# Supplied passage
The LI compares the ratio of left-hemisphere (LH) connections that are increasing in correlation strength to the ratio of right-hemisphere (RH) connections that are increasing in correlation strength (see Eq. (3)). A positive LI value indicates a LH bias and a negative LI value indicates a RH bias. A bias of ±0.2 has been accepted as a reasonable threshold for laterality (Seghier, 2008) and will be used as a threshold for both BI and LI in interpreting our results. A paired t-test confirmed no significant difference between the number of LH versus RH fROIs across participants (t = 1.97, p = .09). Thus, we can assume that a laterality bias is not simply the result of the number of LH versus RH fROIs included in the functional connectivity matrices.

$$\mathrm{L}\mathrm{I}=\frac{(\mathrm{L}\mathrm{L}-\mathrm{R}\mathrm{R})}{(\mathrm{L}\mathrm{L}+\mathrm{R}\mathrm{R})}$$ (3)

Both generalizers and non-generalizers showed an average negative BI beyond the −0.2 threshold for increased functional connectivity in the trained abstract network, indicating a bias for within-hemisphere connection changes related to direct training effects. However, only generalizers showed an average negative BI beyond the −0.2 threshold for increased functional connectivity in the generalized concrete difference network, similar to the trained abstract network, indicating a bias for within-hemisphere connection changes related to generalization. For non-generalizers, the average BI value for the concrete network did not pass the −0.2 threshold, indicating a difference between the abstract and concrete networks related to the difference between direct training and generalization effects of treatment for this group (see Fig. 6A).

# Brief 1
Reproduce verbatim the part of the laterality passage starting with "The LI compares" and going on through "functional connectivity matrices.".
# Brief 2
Translate this sentence from the laterality passage into Spanish: "A positive LI value indicates a LH bias and a negative LI value indicates a RH bias."
# Brief 3
Extend the laterality passage, picking up after its final sentence.

# Data
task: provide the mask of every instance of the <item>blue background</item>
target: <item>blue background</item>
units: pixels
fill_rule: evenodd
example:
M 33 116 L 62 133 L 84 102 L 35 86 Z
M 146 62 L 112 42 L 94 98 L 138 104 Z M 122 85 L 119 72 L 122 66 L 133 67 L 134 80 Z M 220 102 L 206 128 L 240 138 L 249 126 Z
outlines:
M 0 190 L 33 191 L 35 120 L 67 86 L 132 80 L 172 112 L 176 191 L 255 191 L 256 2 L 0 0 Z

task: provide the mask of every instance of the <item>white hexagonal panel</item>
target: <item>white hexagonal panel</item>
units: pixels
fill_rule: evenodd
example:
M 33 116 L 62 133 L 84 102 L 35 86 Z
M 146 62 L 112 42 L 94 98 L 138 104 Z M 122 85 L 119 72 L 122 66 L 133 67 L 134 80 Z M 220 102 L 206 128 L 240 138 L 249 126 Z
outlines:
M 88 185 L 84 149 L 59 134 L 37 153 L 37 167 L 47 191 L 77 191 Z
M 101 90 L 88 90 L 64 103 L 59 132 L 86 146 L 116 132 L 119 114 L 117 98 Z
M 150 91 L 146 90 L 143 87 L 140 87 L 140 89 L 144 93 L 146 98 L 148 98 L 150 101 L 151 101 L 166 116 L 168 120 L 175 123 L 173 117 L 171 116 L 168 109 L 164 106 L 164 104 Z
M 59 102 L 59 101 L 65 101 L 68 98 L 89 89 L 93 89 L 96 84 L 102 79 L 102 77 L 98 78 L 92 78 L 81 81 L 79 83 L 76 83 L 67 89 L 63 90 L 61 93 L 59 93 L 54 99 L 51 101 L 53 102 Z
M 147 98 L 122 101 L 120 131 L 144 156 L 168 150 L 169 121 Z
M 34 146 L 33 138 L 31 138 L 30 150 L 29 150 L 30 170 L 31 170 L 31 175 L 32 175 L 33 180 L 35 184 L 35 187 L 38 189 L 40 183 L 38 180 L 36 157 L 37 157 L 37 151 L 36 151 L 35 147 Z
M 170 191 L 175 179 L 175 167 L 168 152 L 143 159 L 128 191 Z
==
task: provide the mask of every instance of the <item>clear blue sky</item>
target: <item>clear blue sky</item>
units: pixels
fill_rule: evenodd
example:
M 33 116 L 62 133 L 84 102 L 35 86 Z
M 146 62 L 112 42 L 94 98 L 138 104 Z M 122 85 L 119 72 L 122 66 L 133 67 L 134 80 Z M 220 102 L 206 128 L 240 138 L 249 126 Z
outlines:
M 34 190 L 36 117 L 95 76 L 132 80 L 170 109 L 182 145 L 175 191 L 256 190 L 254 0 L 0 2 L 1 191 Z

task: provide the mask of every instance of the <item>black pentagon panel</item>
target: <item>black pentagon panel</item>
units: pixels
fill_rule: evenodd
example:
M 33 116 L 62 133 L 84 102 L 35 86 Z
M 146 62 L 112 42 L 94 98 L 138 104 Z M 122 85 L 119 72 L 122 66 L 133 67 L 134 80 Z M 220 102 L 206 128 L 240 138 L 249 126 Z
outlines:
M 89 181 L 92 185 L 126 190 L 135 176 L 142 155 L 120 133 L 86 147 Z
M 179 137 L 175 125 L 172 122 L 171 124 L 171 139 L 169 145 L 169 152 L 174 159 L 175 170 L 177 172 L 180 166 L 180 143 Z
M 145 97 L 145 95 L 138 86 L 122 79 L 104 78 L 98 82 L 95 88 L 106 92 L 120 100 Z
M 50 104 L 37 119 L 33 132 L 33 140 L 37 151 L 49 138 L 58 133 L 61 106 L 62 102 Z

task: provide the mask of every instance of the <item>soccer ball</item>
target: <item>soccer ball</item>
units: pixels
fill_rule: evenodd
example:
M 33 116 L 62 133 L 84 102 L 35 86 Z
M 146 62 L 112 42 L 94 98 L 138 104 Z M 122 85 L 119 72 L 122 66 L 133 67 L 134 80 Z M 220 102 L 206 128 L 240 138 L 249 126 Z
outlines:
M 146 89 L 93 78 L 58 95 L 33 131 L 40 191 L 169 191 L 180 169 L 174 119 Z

# Response area 1
The LI compares the ratio of left-hemisphere (LH) connections that are increasing in correlation strength to the ratio of right-hemisphere (RH) connections that are increasing in correlation strength (see Eq. (3)). A positive LI value indicates a LH bias and a negative LI value indicates a RH bias. A bias of ±0.2 has been accepted as a reasonable threshold for laterality (Seghier, 2008) and will be used as a threshold for both BI and LI in interpreting our results. A paired t-test confirmed no significant difference between the number of LH versus RH fROIs across participants (t = 1.97, p = .09). Thus, we can assume that a laterality bias is not simply the result of the number of LH versus RH fROIs included in the functional connectivity matrices.

# Response area 2
Un valor positivo de LI indica un sesgo hacia el LH y un valor negativo de LI indica un sesgo hacia el RH.

# Response area 3
Fig. 6.

Laterality of changes and cross-network comparison of node degree. Panel (A) illustrates the comparison of the bilaterality index between generalizers and nongeneralizers for the trained abstract network and the (non)generalized concrete network. Panel (B) illustrates the comparison of the laterality index between generalizers and non-generalizers for the trained abstract network and the (non)generalized concrete network. Panel (C) illustrates the comparison of the average node degree for increases in connectivity for fROIs among change networks for the majority (at least 2/3) of participants.

Upon closer examination of within-hemisphere connections, generalizers exhibited an average positive LI beyond the 0.2 threshold for both the trained abstract network and the generalized concrete difference network, indicating a LH bias for increased functional connectivity related to both direct training and generalization effects. On the other hand, non-generalizers exhibited an average positive LI beyond the 0.2 threshold for the trained abstract network, but an average negative LI beyond the threshold for the non-generalized concrete difference network, indicating a LH bias for increased functional connectivity related to direct training, but a RH bias for increased functional connectivity related to a failure to generalize in treatment (see Fig. 6B). While there is individual variability (see Supplementary Fig. 6), the general trend remains consistent.

4. Discussion

The aim of this study was to examine changes in functional connectivity patterns associated with both training and generalization effects of a word finding treatment in persons with aphasia. We found that increases in functional connectivity were consistent with BOLD activation changes and with the effects of treatment, including (a) differences between the control period and the treatment period for the participants who served as their own controls, (b) similarities between direct training and generalization effects of treatment, and (c) differences between generalization and non-generalization effects of treatment.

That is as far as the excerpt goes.